Aim of the exercise:
Update the data starting at the line containing "In this exercise you will find the green hill" and ending after the line containing "[(304, 612), (197, 606)]", replacing "dark jacket" with "black coat" and keeping everything else the same. Leave the pictures out of your answer.

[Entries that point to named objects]
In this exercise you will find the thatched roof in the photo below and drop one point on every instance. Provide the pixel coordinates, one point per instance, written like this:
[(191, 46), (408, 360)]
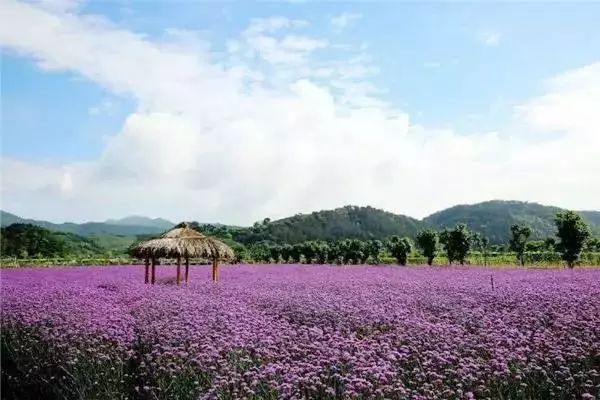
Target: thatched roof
[(183, 241)]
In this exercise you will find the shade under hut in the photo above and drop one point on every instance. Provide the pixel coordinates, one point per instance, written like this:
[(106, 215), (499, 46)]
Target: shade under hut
[(182, 242)]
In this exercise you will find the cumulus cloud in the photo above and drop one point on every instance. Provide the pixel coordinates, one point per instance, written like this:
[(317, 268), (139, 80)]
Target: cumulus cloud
[(490, 39), (344, 20), (215, 139)]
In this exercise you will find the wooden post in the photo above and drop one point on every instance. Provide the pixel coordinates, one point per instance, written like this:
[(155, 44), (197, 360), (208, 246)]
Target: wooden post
[(187, 270), (147, 271), (153, 271)]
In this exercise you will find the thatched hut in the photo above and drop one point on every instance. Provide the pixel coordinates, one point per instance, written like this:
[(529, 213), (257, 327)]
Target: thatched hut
[(181, 242)]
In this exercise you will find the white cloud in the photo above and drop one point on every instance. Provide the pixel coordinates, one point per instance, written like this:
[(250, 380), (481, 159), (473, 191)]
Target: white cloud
[(215, 140), (344, 20), (264, 38), (431, 64), (104, 107), (490, 39)]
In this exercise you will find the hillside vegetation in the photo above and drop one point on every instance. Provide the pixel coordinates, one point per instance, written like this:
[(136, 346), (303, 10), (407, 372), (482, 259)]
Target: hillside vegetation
[(492, 219), (25, 240), (348, 222)]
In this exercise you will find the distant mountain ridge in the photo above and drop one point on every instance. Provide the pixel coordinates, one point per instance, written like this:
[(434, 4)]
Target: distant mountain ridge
[(117, 227), (494, 218), (491, 218), (137, 220), (345, 222)]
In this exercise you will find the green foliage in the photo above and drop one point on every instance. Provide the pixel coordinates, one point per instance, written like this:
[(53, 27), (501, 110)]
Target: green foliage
[(25, 240), (427, 241), (350, 222), (399, 248), (456, 243), (518, 241), (593, 244), (493, 219), (572, 233)]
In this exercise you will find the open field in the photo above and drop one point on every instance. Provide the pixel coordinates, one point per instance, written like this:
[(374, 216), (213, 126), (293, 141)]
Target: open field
[(532, 259), (293, 332)]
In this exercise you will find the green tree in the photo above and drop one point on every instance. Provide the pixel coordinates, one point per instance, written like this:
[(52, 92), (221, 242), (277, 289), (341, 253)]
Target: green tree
[(593, 244), (373, 251), (456, 243), (399, 248), (518, 241), (572, 234), (427, 241), (485, 242)]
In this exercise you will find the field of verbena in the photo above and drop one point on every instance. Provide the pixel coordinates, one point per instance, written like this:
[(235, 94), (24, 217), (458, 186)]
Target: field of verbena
[(294, 332)]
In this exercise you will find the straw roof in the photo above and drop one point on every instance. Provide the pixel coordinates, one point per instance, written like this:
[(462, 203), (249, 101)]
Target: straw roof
[(183, 241)]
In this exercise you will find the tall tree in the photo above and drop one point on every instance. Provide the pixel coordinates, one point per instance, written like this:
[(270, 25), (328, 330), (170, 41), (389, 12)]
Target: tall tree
[(572, 233), (518, 241), (427, 241), (399, 248), (456, 243)]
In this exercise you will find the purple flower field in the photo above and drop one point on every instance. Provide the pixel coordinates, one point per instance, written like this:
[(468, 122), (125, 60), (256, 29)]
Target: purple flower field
[(301, 332)]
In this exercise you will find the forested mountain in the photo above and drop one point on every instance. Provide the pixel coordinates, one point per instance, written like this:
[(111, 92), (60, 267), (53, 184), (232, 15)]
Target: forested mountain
[(136, 220), (348, 222), (116, 227), (494, 218), (25, 240), (491, 218)]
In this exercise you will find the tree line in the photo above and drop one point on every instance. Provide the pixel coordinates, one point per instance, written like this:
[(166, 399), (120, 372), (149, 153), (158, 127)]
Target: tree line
[(455, 244), (572, 237)]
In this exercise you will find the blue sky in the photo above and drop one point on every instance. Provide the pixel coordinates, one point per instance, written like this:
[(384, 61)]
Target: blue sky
[(481, 71)]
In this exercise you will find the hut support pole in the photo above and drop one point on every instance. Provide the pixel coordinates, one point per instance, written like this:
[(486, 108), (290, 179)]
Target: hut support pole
[(153, 271), (187, 270), (147, 271), (215, 270)]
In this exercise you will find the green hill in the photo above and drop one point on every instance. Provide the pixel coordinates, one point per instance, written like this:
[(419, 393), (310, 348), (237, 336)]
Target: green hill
[(491, 218), (341, 223), (137, 220), (25, 240), (118, 227), (494, 218)]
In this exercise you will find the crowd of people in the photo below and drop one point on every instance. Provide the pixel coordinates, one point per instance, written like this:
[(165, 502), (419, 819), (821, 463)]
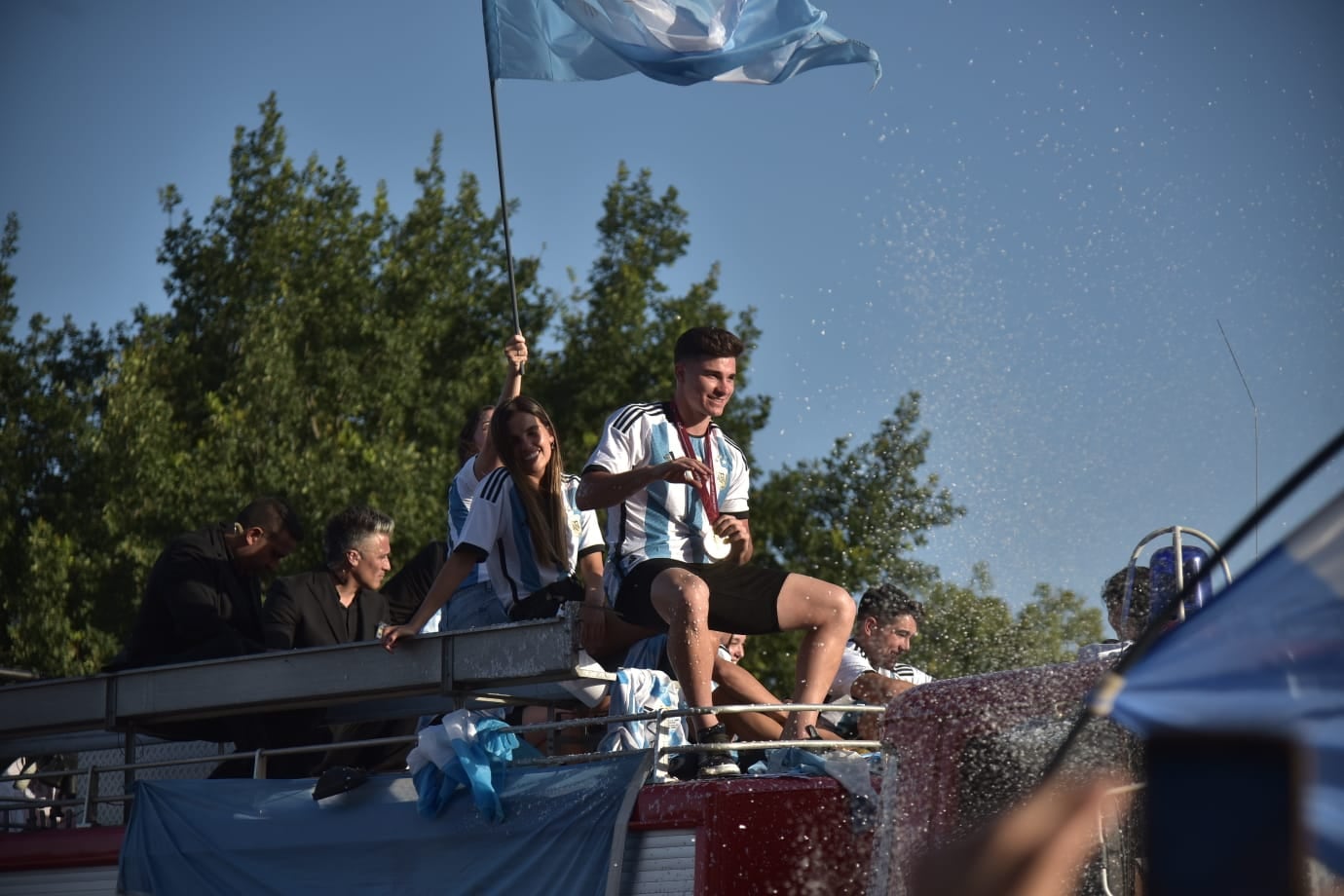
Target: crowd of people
[(669, 584)]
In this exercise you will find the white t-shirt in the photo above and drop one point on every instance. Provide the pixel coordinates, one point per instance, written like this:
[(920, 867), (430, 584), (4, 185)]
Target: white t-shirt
[(498, 527), (460, 492), (853, 664), (665, 519)]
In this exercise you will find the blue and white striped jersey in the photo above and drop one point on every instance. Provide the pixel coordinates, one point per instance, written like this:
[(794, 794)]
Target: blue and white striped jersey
[(665, 519), (498, 527), (460, 492)]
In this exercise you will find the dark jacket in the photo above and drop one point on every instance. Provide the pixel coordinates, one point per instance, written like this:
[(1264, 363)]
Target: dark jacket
[(304, 612), (197, 606)]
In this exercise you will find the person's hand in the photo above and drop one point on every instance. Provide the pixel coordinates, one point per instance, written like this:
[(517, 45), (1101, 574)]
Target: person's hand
[(687, 470), (1033, 850), (395, 633), (736, 534), (515, 353)]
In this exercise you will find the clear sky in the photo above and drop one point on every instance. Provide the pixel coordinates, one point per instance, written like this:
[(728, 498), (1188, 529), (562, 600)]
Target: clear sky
[(1036, 219)]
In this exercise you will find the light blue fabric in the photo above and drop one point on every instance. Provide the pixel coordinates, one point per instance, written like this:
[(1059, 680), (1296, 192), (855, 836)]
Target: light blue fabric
[(679, 42), (1266, 653), (466, 750), (563, 832)]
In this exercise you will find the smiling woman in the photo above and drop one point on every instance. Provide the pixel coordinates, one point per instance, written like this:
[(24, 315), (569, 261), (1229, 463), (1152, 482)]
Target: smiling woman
[(527, 528)]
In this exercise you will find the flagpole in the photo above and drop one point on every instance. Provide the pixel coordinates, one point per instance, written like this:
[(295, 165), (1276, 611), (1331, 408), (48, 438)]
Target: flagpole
[(508, 242)]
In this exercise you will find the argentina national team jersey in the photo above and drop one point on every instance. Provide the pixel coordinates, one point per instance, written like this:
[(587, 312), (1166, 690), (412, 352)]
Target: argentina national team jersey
[(665, 519), (460, 493), (498, 527)]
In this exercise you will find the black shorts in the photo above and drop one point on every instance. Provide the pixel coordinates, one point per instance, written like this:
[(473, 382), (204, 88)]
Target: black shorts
[(743, 599)]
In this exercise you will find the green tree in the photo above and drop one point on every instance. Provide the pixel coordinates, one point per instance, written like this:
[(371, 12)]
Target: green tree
[(852, 517), (50, 487), (317, 347), (969, 630), (626, 312)]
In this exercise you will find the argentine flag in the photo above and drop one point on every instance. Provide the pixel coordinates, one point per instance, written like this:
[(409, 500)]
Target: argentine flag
[(679, 42)]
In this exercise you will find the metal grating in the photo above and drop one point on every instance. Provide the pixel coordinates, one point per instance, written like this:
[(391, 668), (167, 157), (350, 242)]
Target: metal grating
[(658, 863)]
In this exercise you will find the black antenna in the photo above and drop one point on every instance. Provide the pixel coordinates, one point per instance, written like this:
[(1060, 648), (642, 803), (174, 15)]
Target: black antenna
[(1254, 418)]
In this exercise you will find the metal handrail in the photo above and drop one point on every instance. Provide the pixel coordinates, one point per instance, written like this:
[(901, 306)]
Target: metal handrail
[(92, 797)]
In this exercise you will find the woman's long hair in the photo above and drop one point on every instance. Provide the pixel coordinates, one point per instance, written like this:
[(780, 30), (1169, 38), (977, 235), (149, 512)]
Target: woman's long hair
[(544, 505)]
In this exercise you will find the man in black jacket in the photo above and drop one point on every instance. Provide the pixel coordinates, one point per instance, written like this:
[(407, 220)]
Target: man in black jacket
[(204, 597), (339, 604)]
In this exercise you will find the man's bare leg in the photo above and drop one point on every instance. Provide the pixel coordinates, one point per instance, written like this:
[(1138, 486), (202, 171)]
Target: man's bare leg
[(739, 687), (826, 613), (683, 601)]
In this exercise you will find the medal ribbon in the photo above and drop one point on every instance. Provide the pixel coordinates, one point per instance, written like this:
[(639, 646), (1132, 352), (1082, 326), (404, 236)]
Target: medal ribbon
[(707, 492)]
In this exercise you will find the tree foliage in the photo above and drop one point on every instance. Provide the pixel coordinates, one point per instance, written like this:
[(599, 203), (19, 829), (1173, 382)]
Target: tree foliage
[(853, 517), (969, 630), (625, 312), (321, 347)]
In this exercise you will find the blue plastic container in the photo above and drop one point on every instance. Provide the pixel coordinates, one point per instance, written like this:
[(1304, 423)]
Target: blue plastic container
[(1162, 571)]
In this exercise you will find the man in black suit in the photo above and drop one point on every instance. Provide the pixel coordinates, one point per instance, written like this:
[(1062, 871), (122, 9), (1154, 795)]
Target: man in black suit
[(411, 583), (204, 598), (340, 604)]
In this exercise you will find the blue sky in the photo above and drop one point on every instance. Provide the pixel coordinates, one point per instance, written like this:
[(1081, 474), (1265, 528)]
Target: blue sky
[(1036, 219)]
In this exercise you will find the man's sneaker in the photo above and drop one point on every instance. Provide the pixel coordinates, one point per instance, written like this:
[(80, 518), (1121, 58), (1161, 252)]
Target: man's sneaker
[(714, 765)]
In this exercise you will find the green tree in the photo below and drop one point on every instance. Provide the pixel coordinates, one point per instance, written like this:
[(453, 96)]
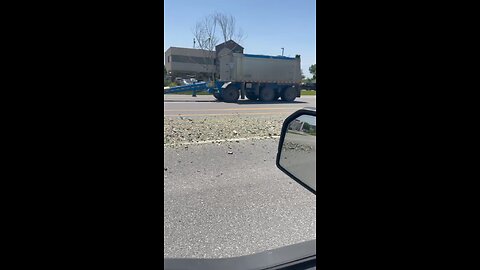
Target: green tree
[(313, 70)]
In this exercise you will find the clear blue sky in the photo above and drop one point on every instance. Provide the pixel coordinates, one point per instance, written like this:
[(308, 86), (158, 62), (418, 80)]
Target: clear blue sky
[(268, 24)]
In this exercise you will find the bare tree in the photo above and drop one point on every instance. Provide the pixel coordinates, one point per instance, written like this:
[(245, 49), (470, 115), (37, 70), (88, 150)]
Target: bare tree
[(205, 33), (228, 29)]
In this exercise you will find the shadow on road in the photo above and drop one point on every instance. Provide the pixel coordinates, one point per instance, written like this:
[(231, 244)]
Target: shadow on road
[(251, 102)]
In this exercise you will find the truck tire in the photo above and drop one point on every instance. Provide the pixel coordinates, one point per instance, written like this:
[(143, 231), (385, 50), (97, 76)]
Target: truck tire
[(289, 94), (267, 94), (251, 96), (230, 94)]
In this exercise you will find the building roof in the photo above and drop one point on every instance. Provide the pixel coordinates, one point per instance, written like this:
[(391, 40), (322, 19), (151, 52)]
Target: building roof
[(229, 44)]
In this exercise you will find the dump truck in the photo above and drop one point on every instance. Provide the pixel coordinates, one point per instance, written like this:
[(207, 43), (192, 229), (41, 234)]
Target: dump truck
[(256, 77)]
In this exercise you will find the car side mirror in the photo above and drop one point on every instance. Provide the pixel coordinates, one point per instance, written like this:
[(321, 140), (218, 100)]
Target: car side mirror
[(296, 155)]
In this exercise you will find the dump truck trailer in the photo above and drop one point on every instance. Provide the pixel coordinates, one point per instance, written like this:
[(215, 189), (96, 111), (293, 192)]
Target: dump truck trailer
[(256, 77)]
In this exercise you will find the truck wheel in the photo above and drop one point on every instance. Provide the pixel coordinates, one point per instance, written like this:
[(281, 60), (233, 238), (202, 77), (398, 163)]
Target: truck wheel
[(267, 94), (289, 94), (251, 96), (217, 96), (230, 94)]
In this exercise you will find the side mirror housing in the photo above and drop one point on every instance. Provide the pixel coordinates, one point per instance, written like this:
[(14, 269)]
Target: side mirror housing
[(296, 155)]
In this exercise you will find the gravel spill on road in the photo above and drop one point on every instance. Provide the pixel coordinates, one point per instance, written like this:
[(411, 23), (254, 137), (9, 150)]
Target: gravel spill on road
[(181, 129)]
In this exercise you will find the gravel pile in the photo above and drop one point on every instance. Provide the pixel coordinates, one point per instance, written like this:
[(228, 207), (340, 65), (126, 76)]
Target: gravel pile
[(180, 130)]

The answer:
In this exercise you will find the green hill in the photo above and drop one point on every instance. Provide the pixel coordinates, one point per instance, written like this:
[(419, 393), (310, 348), (237, 336)]
Target: green hill
[(491, 218), (341, 223), (137, 220), (25, 240), (118, 227), (494, 218)]
In this exercise you will find the crowd of people in the photo below and drop one point on every instance. Provide the pixel coordinates, one point per instance, written like this:
[(165, 502), (419, 819), (821, 463)]
Target: crowd of people
[(669, 584)]
In this exercise you will find the white t-shirt in the photo above and drop one point on every instance. Provide the pixel coordinates, one point per instance, written like this:
[(920, 867), (430, 584), (4, 185)]
Target: white t-shirt
[(498, 527), (460, 492), (853, 664), (665, 519)]
In this exercise you will find the blue and white striped jersey in the photo above and drop one point on every instance. Provide the pixel coordinates, one point per instance, written like this:
[(794, 794)]
Target: blue and white striped jersey
[(665, 519), (498, 527), (460, 492)]
In this exercise you will find the black coat in the photo above and drop one point on every instance. Provide the pixel coordinates, one point per instance, written like this:
[(1264, 363)]
Target: black coat
[(304, 612), (197, 606)]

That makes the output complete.